- [Tasks to carry out]:
#1 Return the passage of the forum thread from "After waiting nearly" to "on his forum.", copied word for word.
#2 For each statement, answer yes or no to whether it agrees with the forum thread, and quote the words of the thread that decide it: (a) The scope arrived after a wait of nearly four and a half months. (b) The scope has the normal crosshairs. (c) The order for the Rock River AR-15 went through.

- [Excerpt]:
========

# I finally got my scope in for my R-15 VTR!



## Bax* (Dec 14, 2008)

After waiting nearly 4 1/2 months to get ahold of the Nikon Coyote Special 4.5-14 x 40mm scope, it finally arrived! It comes with a BDC reticle instead of the normal crosshairs, which seems cool. But I dont know how well it works. Byron South put one on his R-15 VTR and posted some images on his forum. 
http://www.predatormastersforums.com/ub ... n=53129349

I also got the Coyote Special matching scope rings, Remington R-15VTR risers, and matching 5 round magazine. I really dont know why I wanted so much camo, but it seemed like the thing to do.

I think the thing that really attracted me to this scope as opposed to others (other than the matching Max-1 camo) was the ARD (anti-reflective device) that was put on the scope to prevent game spooking glare. Who knows if it will be all that helpful, but it seemed like a smart idea.

I am excited to shoot it on Saturday. I'll let you guys know how it shoots


----------



## deadicatedweim (Dec 18, 2007)

That is sweet looking let me know how it shoots . I used to have a bushy varmitor with a 24inch ss barrel with a leupold 6-20 and harris bipod. The gun shot like a champ at the range while sitting in a chair, but it was a pain in the ass to pack a mile or so to shoot yotes or rabbits. The combo I had was hard to lay on the ground and get your check down and still get good eye relief. I finally sold it cause I decided a "semi-auto bench rifle" wasnt for me. Later One of my friends bought the Remington and he said he has had alot better luck with the Eye relief.


----------



## JDF_dogkiller (Apr 7, 2009)

I must admit.... I have some extreme rifle envy  I had a rock river ar-15 on order, but had to cancel... the wife convinced me that buying a house was more important. For sure let us know how it shoots. Looks like a fine predator killing tool.


----------



## Al Hansen (Sep 7, 2007)

Very cool. 8)


----------



## .45 (Sep 21, 2007)

Downright nasty look'in !!! _O\ 

I know it can't shoot jack rabbits, cuz there ain't none !!! -O,- :wink:


----------



## Bax* (Dec 14, 2008)

.45 said:


> Downright nasty look'in !!! _O\
> 
> I know it can't shoot jack rabbits, cuz there ain't none !!! -O,- :wink:


Chaser and I are headed south for Memorial Weekend for some bunny bustin'. We'll let you know if they exist there


----------



## shotgunwill (May 16, 2008)

Yes, please post up your write up on the scope. It looks pretty cool. 

How do you use a reticle like that?


----------



## .45 (Sep 21, 2007)

Bax* said:


> Chaser and I are headed south for Memorial Weekend for some bunny bustin'. We'll let you know if they exist there


Chaser ?!?! Chaser is going with you ??? :?

He'll lick your ears clean !!!


----------



## sawsman (Sep 13, 2007)

I hope it was worth the wait. That is a sweet looking set up!

Nice pooch .45....


----------



## .45 (Sep 21, 2007)

sawsman said:


> Nice pooch .45....


Thanks..... 

Not sure if you know the story or not. Bax* and Chaser found him for me, so I named him 'Chaser'.... :wink:

btw....ha ha...I hijacked the thread... :mrgreen:


----------



## sawsman (Sep 13, 2007)

========

- [Extracted entries]:
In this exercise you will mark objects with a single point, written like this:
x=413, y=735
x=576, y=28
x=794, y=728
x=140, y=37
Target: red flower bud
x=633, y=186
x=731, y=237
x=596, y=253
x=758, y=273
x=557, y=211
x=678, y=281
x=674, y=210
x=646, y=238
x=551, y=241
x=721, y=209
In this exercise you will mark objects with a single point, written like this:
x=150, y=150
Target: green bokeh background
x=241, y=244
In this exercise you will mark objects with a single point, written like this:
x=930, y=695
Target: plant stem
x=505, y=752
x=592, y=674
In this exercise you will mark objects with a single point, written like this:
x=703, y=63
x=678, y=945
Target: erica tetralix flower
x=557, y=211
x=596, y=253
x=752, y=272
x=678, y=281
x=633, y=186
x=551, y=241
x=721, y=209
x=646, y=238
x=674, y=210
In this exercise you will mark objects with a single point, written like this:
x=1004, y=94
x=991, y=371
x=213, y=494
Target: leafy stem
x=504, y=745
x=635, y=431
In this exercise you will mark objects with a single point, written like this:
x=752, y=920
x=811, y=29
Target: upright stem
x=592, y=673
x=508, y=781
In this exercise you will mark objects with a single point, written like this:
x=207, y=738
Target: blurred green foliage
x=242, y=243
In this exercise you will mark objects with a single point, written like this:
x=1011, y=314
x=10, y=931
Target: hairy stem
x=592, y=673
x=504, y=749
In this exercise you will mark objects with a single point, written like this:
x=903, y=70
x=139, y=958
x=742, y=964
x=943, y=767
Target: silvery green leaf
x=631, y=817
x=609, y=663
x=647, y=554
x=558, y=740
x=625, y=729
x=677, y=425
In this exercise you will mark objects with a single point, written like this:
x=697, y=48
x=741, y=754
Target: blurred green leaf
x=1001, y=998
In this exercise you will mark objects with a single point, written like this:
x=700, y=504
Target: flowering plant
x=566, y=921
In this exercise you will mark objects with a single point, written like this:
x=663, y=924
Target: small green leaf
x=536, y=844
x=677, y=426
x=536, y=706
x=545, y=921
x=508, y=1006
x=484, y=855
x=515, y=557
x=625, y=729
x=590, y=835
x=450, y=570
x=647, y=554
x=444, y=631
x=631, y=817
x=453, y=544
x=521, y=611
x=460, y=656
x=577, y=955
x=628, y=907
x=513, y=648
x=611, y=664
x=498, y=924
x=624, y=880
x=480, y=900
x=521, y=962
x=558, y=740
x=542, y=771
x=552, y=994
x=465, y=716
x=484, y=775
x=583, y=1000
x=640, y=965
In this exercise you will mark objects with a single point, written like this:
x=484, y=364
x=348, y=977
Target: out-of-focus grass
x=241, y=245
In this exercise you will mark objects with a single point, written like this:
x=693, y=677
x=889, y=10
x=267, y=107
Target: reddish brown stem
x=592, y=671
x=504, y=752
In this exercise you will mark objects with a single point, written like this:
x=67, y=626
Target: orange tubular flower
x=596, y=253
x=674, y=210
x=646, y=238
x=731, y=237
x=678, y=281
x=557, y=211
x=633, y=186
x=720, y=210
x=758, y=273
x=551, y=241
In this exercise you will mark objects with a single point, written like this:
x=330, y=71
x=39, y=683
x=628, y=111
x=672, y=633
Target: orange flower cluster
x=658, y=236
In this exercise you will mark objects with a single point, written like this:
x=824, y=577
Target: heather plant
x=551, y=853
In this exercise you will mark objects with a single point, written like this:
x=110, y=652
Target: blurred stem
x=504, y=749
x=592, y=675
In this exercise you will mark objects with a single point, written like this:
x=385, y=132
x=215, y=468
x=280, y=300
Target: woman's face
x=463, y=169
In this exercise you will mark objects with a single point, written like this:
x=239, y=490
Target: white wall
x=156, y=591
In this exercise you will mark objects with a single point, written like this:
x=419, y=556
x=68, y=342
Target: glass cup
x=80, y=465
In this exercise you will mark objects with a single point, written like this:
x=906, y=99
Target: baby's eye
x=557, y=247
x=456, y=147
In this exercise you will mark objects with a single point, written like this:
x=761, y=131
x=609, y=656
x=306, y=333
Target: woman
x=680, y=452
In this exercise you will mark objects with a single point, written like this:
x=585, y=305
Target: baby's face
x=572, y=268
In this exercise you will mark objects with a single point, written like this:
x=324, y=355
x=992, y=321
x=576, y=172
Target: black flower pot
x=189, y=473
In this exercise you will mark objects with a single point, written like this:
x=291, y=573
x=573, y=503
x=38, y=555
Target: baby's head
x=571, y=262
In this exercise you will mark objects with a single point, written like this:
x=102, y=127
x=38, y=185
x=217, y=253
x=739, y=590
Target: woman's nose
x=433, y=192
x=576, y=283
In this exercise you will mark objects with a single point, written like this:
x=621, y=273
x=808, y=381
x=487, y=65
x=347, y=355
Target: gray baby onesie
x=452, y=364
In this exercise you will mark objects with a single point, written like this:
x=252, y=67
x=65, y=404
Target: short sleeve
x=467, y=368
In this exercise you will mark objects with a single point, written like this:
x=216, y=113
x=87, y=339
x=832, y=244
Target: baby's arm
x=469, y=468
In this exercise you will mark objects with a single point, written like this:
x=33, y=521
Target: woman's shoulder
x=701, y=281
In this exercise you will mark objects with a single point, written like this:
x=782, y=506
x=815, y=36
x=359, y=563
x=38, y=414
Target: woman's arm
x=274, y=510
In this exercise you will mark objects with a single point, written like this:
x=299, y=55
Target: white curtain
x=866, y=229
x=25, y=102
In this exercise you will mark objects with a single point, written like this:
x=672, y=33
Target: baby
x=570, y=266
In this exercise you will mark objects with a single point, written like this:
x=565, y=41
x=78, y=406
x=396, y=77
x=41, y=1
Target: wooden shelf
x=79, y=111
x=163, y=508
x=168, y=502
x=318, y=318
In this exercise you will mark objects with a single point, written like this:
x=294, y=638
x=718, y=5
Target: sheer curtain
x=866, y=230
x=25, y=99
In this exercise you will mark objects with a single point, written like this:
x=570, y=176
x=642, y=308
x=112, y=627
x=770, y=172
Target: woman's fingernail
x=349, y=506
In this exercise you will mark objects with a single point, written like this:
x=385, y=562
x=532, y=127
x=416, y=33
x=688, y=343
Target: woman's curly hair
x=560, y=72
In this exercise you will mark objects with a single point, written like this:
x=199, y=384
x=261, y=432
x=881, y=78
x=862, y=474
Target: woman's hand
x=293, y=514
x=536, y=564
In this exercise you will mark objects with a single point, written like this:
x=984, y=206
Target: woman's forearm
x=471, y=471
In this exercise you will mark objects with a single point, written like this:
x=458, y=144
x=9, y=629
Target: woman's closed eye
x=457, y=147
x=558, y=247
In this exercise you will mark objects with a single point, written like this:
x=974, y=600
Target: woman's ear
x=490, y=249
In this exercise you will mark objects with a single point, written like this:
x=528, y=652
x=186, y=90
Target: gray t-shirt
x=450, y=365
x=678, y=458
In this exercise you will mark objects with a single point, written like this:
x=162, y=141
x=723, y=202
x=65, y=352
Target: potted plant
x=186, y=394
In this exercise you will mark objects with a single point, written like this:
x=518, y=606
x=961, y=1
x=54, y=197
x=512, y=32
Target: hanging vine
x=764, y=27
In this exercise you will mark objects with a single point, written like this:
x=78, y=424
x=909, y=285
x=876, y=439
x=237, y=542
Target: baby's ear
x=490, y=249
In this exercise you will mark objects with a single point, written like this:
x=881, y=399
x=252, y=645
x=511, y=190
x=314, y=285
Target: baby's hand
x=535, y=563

========

- [Answers by task]:
#1
After waiting nearly 4 1/2 months to get ahold of the Nikon Coyote Special 4.5-14 x 40mm scope, it finally arrived! It comes with a BDC reticle instead of the normal crosshairs, which seems cool. But I dont know how well it works. Byron South put one on his R-15 VTR and posted some images on his forum.

#2
(a) Yes: "After waiting nearly 4 1/2 months to get ahold of the Nikon Coyote Special 4.5-14 x 40mm scope, it finally arrived!"
(b) No: "It comes with a BDC reticle instead of the normal crosshairs"
(c) No: "I had a rock river ar-15 on order, but had to cancel"